The string "below" appears in some lines of the entries that follow; copy each such line.

◆ THE RECORDS ◆
====

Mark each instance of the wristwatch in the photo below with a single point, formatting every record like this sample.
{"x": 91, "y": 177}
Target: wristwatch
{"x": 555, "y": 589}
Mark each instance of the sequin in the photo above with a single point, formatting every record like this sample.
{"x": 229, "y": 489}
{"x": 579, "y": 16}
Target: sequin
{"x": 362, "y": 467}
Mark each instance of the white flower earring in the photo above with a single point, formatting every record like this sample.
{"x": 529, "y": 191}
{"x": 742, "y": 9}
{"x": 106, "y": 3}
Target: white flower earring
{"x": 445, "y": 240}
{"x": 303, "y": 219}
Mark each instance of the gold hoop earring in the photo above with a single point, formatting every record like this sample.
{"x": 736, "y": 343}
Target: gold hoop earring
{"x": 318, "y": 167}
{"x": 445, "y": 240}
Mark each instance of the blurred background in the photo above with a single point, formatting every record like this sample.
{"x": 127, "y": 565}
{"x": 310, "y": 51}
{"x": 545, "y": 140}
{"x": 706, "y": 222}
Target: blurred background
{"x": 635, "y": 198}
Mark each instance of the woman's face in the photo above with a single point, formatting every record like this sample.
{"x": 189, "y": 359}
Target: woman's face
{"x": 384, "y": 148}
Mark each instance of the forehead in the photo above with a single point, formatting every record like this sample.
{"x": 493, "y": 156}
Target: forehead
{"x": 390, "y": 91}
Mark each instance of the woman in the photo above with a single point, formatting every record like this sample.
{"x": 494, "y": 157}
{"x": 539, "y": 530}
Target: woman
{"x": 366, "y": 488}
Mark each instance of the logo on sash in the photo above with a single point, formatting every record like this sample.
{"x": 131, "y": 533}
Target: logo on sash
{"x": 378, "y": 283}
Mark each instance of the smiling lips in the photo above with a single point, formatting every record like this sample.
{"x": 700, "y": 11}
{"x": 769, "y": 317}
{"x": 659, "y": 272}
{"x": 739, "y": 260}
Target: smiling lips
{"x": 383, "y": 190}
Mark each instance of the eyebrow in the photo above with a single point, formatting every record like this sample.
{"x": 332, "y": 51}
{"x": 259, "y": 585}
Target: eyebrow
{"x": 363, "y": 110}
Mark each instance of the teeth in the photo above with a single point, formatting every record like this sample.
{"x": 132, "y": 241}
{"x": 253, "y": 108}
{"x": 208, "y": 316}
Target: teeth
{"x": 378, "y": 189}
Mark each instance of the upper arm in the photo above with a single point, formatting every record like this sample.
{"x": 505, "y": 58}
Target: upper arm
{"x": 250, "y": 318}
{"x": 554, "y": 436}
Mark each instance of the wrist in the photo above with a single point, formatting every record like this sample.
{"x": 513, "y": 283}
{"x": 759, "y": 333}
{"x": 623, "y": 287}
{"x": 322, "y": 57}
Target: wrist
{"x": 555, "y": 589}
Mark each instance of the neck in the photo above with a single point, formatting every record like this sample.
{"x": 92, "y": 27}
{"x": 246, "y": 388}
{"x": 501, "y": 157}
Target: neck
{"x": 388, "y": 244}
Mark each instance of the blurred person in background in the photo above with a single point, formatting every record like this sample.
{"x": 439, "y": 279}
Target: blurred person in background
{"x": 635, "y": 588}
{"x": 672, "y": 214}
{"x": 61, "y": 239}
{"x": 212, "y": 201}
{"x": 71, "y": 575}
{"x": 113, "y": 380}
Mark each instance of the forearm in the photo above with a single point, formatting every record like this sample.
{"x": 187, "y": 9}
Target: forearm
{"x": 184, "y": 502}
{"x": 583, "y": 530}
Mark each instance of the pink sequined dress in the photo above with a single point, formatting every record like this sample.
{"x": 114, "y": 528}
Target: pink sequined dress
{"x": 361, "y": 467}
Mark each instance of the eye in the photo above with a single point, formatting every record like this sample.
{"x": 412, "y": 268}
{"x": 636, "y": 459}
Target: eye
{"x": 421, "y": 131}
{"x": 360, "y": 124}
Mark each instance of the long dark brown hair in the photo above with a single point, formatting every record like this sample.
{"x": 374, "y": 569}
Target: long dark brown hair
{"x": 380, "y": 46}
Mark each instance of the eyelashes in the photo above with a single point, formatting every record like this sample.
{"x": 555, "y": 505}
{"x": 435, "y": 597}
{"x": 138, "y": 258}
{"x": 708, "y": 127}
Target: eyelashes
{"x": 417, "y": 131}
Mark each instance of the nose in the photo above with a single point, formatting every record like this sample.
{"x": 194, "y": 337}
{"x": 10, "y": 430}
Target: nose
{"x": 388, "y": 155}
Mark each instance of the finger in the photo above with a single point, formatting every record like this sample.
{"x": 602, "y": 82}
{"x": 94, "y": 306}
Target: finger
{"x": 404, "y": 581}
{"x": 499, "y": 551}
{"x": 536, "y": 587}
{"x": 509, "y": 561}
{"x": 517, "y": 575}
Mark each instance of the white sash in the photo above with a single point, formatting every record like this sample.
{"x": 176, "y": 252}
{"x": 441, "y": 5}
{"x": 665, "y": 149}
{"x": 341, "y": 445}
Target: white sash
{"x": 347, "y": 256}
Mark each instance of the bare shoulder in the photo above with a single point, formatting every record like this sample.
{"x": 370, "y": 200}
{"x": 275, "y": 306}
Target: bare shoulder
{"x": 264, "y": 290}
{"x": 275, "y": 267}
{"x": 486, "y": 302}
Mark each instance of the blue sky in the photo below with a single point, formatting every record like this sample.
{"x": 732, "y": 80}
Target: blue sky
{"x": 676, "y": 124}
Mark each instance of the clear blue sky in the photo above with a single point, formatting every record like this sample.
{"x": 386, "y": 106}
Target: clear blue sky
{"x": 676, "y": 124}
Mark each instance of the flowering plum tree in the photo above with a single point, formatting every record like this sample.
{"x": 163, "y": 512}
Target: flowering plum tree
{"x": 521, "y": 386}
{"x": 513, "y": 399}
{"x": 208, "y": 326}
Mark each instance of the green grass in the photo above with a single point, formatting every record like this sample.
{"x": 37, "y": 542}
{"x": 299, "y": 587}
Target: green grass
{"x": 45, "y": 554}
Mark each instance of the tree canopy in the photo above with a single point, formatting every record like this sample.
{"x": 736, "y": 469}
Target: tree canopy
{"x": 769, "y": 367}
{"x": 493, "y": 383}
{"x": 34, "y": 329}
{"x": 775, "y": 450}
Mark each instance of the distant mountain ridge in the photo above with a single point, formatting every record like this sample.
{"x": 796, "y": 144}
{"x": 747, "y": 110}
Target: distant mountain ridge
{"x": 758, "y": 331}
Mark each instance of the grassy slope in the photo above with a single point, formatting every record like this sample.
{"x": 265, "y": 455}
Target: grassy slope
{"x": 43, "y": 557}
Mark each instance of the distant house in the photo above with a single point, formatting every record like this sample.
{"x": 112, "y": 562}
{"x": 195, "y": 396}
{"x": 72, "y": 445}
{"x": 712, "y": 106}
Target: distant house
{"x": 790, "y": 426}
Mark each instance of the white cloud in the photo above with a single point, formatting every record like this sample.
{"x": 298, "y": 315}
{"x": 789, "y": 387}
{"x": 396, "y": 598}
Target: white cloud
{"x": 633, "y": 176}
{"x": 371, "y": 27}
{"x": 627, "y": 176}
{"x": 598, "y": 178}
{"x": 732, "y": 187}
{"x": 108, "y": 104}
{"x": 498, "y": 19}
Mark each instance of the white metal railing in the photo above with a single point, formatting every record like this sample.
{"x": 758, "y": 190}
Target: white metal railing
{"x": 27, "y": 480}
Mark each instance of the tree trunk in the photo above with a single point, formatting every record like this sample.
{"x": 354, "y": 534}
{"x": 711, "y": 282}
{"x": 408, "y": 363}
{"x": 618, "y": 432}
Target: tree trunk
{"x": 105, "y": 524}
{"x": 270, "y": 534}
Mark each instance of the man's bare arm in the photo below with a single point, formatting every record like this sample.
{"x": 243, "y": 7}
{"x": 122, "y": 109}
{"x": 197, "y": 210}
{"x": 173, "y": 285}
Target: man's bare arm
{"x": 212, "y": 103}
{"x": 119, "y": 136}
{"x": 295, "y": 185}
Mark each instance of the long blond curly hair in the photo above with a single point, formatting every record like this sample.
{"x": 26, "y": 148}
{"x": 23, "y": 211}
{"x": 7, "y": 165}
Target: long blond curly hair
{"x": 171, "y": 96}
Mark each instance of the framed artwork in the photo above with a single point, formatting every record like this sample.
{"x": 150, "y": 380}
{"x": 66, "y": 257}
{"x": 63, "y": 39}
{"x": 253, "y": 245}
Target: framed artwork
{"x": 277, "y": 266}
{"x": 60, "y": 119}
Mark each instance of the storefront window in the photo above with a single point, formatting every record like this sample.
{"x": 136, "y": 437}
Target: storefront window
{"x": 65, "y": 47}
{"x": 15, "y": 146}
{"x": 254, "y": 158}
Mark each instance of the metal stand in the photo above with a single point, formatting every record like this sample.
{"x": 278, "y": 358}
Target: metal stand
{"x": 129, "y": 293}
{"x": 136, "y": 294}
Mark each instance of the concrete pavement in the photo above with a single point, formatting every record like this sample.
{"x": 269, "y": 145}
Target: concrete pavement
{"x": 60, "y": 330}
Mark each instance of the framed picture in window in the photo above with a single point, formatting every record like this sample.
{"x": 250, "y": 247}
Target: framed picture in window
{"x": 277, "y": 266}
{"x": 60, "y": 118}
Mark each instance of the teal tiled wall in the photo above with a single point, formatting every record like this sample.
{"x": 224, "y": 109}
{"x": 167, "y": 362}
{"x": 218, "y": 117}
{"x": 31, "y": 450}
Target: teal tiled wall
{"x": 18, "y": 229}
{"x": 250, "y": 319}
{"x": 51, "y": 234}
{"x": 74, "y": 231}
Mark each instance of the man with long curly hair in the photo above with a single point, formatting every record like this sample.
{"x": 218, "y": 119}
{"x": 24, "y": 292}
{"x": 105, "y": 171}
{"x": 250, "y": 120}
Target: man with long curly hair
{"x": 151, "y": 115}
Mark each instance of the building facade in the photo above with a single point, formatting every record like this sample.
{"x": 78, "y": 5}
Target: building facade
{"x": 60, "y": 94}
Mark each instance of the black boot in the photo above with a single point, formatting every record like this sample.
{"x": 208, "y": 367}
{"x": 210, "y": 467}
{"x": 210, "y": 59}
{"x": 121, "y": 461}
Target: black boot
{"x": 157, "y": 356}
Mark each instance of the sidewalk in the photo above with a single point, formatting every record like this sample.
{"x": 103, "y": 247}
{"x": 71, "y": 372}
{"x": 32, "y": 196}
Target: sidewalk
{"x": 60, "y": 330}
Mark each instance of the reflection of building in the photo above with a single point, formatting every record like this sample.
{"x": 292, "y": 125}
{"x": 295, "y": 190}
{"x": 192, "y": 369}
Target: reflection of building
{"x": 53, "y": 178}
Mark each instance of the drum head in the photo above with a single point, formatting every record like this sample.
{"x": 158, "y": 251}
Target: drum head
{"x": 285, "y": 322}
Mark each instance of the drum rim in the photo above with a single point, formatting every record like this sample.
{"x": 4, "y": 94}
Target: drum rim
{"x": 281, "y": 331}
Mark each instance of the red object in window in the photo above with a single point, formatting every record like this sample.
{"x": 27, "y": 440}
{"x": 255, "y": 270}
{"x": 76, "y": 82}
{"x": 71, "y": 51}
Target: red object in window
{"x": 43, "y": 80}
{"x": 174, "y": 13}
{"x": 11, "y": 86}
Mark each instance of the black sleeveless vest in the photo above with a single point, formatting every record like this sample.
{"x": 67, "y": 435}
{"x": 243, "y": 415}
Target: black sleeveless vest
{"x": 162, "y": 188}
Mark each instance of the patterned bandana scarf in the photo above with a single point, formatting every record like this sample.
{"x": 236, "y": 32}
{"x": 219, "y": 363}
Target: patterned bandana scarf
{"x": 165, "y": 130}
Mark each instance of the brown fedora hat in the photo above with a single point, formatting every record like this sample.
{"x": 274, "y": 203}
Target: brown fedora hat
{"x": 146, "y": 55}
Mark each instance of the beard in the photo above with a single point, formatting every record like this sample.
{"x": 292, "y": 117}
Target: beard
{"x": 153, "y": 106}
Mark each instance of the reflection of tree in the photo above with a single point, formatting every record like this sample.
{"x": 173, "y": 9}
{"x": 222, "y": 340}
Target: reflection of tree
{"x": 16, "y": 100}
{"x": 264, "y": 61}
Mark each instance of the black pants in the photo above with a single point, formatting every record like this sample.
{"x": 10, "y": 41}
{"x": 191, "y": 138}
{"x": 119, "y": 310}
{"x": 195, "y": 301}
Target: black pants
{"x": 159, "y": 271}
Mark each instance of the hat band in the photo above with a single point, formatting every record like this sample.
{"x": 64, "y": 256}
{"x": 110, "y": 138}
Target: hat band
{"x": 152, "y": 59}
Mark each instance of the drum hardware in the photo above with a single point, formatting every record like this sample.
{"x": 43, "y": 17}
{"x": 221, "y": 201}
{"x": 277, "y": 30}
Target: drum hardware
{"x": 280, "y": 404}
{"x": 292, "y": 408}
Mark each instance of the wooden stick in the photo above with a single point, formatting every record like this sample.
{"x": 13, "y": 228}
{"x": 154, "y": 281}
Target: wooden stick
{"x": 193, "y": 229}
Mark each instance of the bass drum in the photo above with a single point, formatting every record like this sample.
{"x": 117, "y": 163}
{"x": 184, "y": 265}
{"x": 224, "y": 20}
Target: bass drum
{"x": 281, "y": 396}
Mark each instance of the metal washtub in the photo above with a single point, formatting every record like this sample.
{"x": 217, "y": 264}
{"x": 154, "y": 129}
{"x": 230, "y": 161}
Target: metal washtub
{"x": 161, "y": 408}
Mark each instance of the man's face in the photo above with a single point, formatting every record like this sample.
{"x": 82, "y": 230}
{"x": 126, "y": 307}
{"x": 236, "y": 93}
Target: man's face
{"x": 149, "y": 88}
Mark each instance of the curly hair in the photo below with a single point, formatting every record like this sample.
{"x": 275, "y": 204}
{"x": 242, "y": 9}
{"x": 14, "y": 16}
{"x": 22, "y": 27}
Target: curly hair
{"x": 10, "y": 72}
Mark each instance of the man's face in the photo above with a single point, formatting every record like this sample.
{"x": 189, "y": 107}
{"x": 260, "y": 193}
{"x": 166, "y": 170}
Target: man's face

====

◆ WRITTEN ANSWER ◆
Mark each instance of the wristwatch in the photo below with a single point, formatting every record like this sample.
Mark each instance of the blue sky in the photo below with a single point, formatting every record like this sample.
Mark each instance of the man's bare arm in the photo below with a single point, formatting every record like this sample.
Mark each instance of the curly hair in the photo below with a single point, formatting every record like this sample.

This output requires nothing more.